Given task — How many lines in the records below contain the string "trees"? Reply with the number alone.

+++++

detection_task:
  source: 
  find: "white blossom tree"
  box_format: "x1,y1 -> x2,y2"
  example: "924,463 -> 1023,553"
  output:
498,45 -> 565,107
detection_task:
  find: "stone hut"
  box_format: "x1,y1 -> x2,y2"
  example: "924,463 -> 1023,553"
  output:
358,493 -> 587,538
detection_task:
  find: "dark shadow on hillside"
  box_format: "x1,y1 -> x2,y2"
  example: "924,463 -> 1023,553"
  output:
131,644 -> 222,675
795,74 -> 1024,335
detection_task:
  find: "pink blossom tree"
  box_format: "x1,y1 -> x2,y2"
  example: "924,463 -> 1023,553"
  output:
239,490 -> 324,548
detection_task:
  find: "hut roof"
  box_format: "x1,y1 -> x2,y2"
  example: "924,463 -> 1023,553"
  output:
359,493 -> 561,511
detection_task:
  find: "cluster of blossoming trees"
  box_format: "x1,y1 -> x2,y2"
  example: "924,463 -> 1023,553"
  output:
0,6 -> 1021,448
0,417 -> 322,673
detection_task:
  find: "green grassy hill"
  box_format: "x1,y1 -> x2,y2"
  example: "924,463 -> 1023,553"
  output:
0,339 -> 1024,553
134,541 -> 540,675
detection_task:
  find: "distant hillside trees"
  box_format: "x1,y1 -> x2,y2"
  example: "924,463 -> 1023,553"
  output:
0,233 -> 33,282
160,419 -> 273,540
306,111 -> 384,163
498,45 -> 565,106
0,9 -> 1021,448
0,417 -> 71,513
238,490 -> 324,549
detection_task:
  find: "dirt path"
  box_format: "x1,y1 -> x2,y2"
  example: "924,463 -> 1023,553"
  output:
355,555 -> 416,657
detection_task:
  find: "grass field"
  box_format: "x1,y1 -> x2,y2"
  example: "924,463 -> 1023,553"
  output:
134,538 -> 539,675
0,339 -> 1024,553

+++++

The completed task — 2